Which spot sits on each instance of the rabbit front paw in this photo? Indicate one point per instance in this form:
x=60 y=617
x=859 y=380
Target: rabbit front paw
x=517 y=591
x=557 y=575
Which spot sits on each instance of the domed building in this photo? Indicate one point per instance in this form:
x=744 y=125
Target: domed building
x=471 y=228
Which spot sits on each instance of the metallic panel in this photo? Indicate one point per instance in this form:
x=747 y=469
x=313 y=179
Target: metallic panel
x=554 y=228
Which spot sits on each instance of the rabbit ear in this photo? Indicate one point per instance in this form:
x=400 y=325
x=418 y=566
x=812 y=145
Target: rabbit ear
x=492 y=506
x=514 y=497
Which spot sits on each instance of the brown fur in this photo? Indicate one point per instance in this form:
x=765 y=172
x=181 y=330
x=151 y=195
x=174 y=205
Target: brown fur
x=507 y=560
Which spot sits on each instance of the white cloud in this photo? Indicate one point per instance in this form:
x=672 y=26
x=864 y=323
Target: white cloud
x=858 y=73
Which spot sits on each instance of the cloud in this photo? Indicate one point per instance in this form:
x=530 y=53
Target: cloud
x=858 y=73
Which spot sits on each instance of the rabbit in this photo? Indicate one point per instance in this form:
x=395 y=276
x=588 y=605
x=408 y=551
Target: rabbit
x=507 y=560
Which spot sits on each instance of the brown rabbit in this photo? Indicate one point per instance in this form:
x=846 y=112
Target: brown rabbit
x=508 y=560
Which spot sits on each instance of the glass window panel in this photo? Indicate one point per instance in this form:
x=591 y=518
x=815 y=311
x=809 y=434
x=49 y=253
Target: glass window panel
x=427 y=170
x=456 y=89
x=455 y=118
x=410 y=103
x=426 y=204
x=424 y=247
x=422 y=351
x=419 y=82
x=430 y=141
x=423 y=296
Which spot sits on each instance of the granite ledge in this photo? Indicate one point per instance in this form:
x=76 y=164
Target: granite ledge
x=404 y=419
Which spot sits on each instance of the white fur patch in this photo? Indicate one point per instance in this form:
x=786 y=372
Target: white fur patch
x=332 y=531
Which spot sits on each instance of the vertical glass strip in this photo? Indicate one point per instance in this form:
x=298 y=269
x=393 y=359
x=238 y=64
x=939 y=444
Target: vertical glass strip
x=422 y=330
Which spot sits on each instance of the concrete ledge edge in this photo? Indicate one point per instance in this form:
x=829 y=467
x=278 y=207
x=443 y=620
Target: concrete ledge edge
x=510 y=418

***

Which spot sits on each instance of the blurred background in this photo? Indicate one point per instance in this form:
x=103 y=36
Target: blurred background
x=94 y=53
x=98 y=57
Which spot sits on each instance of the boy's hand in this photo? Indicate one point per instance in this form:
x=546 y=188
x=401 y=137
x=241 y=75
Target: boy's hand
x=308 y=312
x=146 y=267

***

* [To do]
Could you arrange the lines of the listing above, from the line holding "Which spot sits on each instance of the domed" through the line holding "x=514 y=497", inclusive, as a Markdown table with the columns Row and Line, leaving out any blank lines?

* [Solution for this problem]
| Row | Line |
|---|---|
| 1 | Which spot sits on each instance of the domed building in this photo? Indicate one point per instance in this form: |
| 2 | x=744 y=125 |
| 3 | Target: domed building |
| 4 | x=471 y=228 |
| 5 | Which spot sits on each instance of the metallic panel in this photo? Indicate one point per instance in this form: |
| 6 | x=747 y=469 |
| 7 | x=313 y=179 |
| 8 | Target: metallic panel |
| 9 | x=554 y=228 |
| 10 | Which spot sits on each instance of the rabbit ear in this photo? Indicate one point per instance in this form: |
| 11 | x=400 y=325 |
| 12 | x=418 y=566 |
| 13 | x=812 y=145 |
| 14 | Target: rabbit ear |
| 15 | x=492 y=506 |
| 16 | x=514 y=497 |